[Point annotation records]
§

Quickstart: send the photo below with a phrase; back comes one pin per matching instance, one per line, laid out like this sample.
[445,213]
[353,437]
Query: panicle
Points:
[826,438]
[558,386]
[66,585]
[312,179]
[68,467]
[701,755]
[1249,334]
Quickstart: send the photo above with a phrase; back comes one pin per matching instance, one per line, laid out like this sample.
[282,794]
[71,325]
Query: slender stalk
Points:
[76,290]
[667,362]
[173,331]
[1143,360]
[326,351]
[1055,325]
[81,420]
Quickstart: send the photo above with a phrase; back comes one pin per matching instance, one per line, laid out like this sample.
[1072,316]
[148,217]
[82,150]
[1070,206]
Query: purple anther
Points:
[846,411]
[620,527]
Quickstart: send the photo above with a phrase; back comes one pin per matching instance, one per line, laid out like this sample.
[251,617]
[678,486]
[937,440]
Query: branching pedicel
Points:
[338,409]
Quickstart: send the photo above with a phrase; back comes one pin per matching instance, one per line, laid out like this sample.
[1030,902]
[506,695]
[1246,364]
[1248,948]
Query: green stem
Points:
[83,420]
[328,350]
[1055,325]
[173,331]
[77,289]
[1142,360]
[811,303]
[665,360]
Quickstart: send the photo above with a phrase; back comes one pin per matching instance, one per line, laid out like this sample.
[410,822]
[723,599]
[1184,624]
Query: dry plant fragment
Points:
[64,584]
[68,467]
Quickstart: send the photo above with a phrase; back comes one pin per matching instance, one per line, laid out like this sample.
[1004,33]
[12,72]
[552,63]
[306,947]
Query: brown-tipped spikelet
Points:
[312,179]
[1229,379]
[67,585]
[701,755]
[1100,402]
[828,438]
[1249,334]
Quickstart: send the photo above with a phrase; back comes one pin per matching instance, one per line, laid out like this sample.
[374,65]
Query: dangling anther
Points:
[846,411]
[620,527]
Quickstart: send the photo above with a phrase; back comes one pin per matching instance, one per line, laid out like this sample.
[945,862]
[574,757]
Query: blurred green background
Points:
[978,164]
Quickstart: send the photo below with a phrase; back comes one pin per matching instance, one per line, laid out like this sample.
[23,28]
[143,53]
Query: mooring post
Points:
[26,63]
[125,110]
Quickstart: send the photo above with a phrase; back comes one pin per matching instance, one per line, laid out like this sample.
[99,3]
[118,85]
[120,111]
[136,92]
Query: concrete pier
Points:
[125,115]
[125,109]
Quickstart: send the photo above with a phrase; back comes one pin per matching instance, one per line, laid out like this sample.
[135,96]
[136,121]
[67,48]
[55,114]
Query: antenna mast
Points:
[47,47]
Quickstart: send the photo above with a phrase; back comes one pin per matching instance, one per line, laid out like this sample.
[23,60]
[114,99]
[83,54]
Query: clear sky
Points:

§

Given exercise: From the listing above, extract every line exactly as it stands.

Problem solution:
Quickstart: send the photo below with a phrase; back comes one pin per matching instance, one per line, laid out like this sample.
[445,213]
[353,437]
Query: panicle
Points:
[826,438]
[558,386]
[66,585]
[312,179]
[68,467]
[701,755]
[1249,334]
Quickstart: send the photo above with a phrase; back comes one pin per matching instance, one per line, laid out like this sample.
[282,794]
[71,325]
Query: slender stalk
Points:
[76,290]
[667,362]
[173,331]
[1143,360]
[326,351]
[1055,325]
[81,420]
Quickstart: send the photo above with a phrase; back comes one pin per matching instance, one per line, laid out like this sample.
[1072,316]
[148,217]
[82,150]
[1070,206]
Query: purple anther
Points:
[846,411]
[620,527]
Quickstart: send the photo above with a phrase; back comes one pin per matching instance, one per line, laid out like this sample.
[251,617]
[678,486]
[937,440]
Query: branching pedicel
Points:
[338,409]
Quickstart: send the photo above with a phrase; back comes one pin per matching instance, one per line, laid out like this sample.
[1030,902]
[506,695]
[1246,364]
[1248,948]
Query: green stem
Points:
[83,420]
[328,350]
[1055,325]
[173,331]
[77,289]
[1142,360]
[811,303]
[665,360]
Quickstart: send the photo above with a phrase; back comes one pin per matching instance, one per line, laid out like this sample.
[410,822]
[723,599]
[1184,624]
Query: dry plant fragment
Points:
[64,584]
[68,467]
Quickstart: send the photo above with a phrase; back comes one pin per matching instance, one per line, laid out like this sample.
[1004,33]
[12,72]
[552,63]
[306,947]
Query: brown-tipped spikelet
Points:
[312,179]
[1229,379]
[67,585]
[701,755]
[1100,402]
[828,438]
[1249,334]
Quickstart: send the photo above with a phrase; back comes one pin per matching instance, one per line, laid out like this sample.
[374,65]
Query: dangling anther
Points:
[846,411]
[620,527]
Quickstart: send the photo above with a phrase; back comes one pin per matching instance, one per line, laid out like this sample.
[945,862]
[574,757]
Query: blurred green background
Points:
[978,164]
Quickstart: send the photo below with a phrase; back comes one pin per matching instance, one per line, laid out like this sample.
[23,28]
[143,53]
Query: mooring post
Points:
[26,63]
[125,110]
Quickstart: send the photo above with a phrase; back comes one pin per matching instance, one per line, laid out like this sample.
[99,3]
[118,85]
[120,111]
[136,92]
Query: concrete pier
Points:
[125,115]
[125,109]
Quickstart: send the photo above with a phrase; back comes one pin per matching instance, one per line, laid out like this sample.
[135,96]
[136,121]
[67,48]
[55,114]
Query: antenna mast
Points:
[47,47]
Quickstart: send the photo above with a phrase; back comes one pin per matching instance, one per line, laid out like this sample.
[23,60]
[114,99]
[83,54]
Query: clear sky
Points:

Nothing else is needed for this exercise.